→ What is needed:
Rewrite everything in the listing from the start down through the line containing "negative clicks: (642, 345) (542, 429)" as a JSON list of strings, with one string per line and blank lines left out. Leave the pictures out of your answer.

→ Stored data entries:
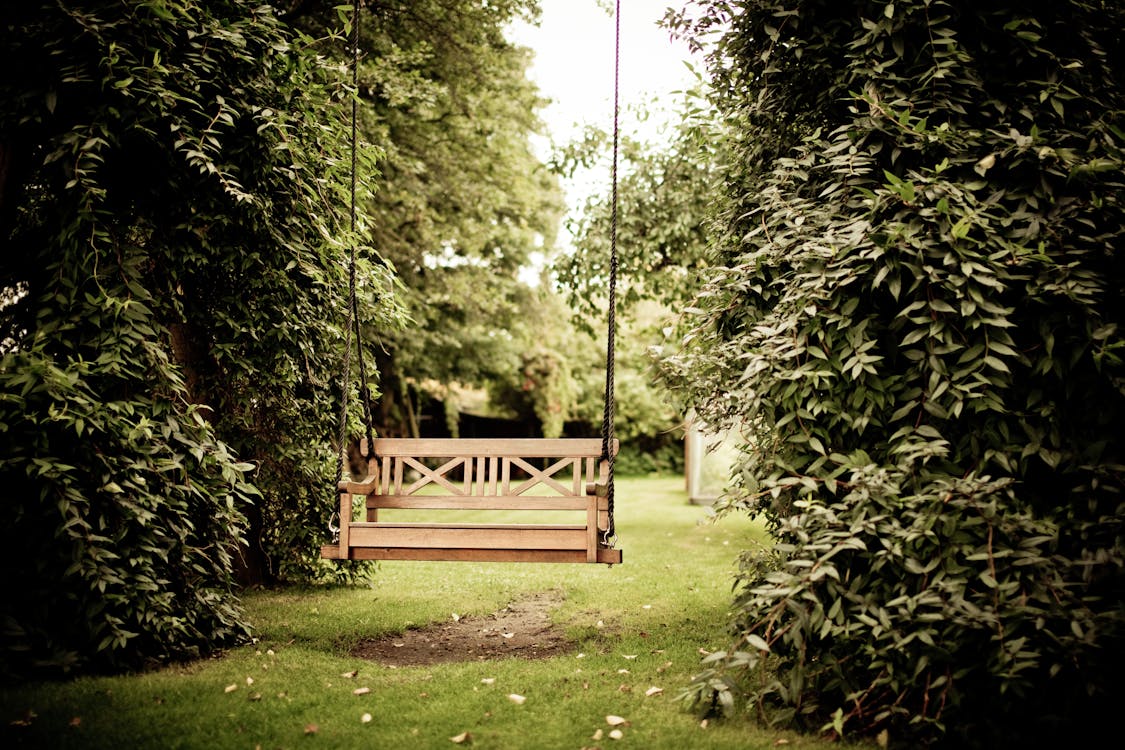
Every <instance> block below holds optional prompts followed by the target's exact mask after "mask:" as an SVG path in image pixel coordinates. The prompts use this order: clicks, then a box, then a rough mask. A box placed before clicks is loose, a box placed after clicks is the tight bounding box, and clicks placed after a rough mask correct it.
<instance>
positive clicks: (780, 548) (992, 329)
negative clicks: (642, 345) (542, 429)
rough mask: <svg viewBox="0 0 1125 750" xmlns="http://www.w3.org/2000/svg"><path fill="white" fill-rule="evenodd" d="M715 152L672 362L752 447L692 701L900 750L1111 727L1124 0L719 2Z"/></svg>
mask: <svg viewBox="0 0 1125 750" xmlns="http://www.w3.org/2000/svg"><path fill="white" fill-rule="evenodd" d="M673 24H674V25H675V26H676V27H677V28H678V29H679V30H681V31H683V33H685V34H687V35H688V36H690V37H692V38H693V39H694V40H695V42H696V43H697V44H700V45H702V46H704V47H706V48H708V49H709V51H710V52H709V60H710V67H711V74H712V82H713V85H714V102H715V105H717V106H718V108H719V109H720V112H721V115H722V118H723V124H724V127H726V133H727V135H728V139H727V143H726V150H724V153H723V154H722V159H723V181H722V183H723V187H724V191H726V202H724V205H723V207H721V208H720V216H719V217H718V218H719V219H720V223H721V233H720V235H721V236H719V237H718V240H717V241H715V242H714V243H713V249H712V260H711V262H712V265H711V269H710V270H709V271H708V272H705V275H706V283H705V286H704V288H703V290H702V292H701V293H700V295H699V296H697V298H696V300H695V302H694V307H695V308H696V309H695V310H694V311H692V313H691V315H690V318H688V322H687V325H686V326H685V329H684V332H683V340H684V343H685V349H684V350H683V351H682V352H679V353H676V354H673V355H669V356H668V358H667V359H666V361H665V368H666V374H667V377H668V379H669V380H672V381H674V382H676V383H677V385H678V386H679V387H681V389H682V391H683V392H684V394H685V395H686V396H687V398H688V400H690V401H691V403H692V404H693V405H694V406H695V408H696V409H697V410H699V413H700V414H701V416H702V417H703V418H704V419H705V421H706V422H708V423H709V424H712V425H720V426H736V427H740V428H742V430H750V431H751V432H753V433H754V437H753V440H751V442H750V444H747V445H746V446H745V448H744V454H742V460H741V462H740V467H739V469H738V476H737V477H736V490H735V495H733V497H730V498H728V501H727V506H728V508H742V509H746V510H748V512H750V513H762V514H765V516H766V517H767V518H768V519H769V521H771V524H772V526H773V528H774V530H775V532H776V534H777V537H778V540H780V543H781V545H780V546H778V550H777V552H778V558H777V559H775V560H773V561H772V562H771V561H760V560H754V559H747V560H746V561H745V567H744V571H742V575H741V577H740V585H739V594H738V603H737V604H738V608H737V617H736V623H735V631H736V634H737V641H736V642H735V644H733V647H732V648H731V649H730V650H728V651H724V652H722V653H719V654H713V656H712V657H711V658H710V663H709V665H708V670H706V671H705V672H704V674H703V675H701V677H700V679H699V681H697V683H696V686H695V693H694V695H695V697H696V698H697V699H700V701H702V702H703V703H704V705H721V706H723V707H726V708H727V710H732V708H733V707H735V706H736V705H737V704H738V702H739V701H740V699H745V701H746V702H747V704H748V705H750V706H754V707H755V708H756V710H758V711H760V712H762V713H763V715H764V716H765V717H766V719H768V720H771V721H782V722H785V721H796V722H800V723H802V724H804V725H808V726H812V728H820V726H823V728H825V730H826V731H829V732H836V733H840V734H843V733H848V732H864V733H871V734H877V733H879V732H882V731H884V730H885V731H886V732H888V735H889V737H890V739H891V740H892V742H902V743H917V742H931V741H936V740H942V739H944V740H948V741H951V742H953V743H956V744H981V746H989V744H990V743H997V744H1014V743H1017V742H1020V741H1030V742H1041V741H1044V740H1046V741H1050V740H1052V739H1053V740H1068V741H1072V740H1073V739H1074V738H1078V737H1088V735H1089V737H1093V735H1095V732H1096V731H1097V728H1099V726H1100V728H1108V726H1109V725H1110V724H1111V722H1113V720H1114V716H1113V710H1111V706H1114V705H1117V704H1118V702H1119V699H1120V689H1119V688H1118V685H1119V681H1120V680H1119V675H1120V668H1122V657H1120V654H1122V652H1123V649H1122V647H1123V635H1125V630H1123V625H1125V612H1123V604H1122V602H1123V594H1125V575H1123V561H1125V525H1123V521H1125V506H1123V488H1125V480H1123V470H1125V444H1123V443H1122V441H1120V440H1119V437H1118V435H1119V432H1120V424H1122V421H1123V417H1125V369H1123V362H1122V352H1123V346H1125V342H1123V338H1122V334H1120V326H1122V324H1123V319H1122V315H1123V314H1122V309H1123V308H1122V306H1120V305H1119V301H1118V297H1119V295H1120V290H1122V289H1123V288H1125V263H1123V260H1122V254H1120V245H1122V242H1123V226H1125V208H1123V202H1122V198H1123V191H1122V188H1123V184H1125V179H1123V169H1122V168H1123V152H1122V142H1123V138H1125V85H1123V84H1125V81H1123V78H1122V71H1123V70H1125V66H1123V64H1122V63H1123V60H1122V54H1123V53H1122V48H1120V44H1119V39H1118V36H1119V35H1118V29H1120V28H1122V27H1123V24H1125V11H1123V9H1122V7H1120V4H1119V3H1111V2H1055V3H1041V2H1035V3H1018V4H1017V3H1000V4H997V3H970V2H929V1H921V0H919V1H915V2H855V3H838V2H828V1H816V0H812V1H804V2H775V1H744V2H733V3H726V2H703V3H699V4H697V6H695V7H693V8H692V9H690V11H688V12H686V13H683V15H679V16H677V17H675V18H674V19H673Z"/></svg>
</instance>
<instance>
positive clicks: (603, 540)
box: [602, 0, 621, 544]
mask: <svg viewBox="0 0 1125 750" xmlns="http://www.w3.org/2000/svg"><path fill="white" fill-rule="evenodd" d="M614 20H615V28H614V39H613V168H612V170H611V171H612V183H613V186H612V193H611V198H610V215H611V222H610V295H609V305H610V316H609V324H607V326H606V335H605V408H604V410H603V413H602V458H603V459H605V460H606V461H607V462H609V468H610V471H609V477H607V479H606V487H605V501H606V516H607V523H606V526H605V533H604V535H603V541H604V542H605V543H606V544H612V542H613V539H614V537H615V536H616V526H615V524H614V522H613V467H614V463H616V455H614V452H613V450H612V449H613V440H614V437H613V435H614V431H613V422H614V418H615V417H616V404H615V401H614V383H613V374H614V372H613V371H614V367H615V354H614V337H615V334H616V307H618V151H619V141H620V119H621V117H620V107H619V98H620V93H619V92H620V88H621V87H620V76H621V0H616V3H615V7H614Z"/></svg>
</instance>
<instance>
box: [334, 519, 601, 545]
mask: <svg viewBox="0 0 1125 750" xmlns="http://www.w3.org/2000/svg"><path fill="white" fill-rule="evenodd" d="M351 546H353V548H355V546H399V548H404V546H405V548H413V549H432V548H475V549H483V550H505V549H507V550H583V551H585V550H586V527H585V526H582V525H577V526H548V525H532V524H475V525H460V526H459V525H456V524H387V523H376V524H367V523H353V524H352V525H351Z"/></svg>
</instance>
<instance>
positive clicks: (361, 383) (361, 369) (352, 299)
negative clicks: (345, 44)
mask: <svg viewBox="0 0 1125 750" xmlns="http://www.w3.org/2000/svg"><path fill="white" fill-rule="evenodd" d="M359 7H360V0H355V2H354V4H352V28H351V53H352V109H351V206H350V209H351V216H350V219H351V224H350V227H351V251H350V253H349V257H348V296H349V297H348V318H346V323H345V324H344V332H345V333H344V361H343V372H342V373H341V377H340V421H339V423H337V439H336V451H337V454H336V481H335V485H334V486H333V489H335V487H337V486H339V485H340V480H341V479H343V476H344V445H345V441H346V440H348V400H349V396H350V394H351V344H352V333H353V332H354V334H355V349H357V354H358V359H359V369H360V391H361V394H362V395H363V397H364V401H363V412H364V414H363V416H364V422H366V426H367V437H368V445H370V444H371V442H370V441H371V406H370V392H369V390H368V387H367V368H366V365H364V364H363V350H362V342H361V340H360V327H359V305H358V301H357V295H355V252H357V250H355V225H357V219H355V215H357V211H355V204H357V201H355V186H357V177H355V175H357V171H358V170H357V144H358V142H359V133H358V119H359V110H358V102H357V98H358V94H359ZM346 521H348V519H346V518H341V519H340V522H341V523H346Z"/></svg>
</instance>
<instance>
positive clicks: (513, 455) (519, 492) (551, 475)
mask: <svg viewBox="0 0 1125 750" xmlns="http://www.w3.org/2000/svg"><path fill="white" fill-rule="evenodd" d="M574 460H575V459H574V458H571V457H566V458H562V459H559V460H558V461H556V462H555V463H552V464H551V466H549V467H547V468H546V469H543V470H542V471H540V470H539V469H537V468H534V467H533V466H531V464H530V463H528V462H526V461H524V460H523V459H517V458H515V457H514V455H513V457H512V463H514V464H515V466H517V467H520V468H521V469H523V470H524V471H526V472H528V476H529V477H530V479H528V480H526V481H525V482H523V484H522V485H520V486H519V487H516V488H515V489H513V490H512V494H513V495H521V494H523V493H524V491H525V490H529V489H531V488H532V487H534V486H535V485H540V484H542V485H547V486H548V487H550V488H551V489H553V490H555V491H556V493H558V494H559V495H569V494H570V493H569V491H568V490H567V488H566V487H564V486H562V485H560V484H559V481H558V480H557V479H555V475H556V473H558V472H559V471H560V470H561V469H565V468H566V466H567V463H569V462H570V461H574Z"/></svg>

→ Response for this exercise:
[
  "Every <instance> block below holds optional prompts followed by the target's exact mask after \"mask:\" as an SVG path in image pixel coordinates. The prompts use this order: clicks, then a box, then a rough mask. A box placed before clicks is loose, a box placed after clicks is the tight bounding box, and clicks placed after a rough mask correct it.",
  "<instance>",
  "positive clicks: (780, 548) (992, 329)",
  "negative clicks: (642, 345) (542, 429)"
]